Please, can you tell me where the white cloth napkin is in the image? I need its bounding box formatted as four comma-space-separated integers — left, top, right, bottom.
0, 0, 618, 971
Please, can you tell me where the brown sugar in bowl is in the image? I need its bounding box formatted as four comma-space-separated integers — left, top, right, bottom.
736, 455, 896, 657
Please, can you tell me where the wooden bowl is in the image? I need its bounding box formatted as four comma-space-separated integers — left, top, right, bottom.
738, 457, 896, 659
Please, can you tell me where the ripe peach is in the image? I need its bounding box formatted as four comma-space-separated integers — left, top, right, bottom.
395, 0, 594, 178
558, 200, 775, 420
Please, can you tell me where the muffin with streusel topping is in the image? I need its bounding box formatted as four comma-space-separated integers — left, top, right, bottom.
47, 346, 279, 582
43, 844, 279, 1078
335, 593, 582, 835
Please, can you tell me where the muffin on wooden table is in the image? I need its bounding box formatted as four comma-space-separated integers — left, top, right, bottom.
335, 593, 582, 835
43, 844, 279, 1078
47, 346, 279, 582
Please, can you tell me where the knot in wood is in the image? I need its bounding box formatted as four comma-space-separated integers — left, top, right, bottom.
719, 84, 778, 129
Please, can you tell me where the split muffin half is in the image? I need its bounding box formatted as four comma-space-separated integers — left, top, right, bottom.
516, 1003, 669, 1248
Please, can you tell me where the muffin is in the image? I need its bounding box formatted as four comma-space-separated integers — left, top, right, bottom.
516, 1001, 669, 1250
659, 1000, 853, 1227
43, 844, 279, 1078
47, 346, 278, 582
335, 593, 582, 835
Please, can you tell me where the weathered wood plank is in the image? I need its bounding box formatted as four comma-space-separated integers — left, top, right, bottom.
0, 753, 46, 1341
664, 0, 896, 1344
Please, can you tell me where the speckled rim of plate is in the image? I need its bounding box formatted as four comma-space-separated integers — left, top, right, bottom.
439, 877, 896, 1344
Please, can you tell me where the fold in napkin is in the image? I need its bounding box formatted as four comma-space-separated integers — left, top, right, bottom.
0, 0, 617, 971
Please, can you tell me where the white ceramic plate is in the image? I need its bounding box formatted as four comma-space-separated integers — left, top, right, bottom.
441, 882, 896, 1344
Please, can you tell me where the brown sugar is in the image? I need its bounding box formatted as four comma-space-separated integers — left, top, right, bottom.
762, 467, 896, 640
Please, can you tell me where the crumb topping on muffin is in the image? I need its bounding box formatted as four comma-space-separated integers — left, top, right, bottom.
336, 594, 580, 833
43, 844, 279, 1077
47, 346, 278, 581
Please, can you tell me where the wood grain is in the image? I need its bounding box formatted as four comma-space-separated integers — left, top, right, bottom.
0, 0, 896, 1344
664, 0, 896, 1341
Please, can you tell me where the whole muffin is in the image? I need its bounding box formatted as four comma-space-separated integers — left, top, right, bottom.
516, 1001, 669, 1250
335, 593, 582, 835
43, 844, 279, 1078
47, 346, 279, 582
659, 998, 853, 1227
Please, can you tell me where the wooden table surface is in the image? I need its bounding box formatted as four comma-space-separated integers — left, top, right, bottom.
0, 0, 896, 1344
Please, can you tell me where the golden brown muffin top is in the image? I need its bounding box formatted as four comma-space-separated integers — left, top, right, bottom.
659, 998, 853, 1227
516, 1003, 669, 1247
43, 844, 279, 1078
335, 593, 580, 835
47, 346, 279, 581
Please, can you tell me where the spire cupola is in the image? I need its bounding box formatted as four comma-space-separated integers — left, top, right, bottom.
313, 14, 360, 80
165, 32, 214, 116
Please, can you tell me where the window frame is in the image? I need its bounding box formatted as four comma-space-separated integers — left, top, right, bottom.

* _Task statement_:
Add 67 to every bounding-box coordinate in the answers and write out everything from the line containing "Please, can you tell me where the golden" down to the end of the data, requests included.

* _Full response_:
Please, can you tell me where the golden brown muffin top is in the image? I need its bounding box formatted as four comma-space-separated integers — left, top, right, bottom.
726, 1065, 920, 1294
583, 1070, 736, 1314
110, 911, 346, 1145
402, 660, 647, 902
114, 413, 346, 648
Please, can you tell me where the spire cupola is in the image? I need its bounding box formatted as four comma-space-separated integers — left, top, right, bottom.
380, 81, 427, 147
232, 99, 281, 183
Please, can you tell me where the window frame is in the image? I need its bounding box formatted as four comma-space-separated integers — left, top, right, bottom.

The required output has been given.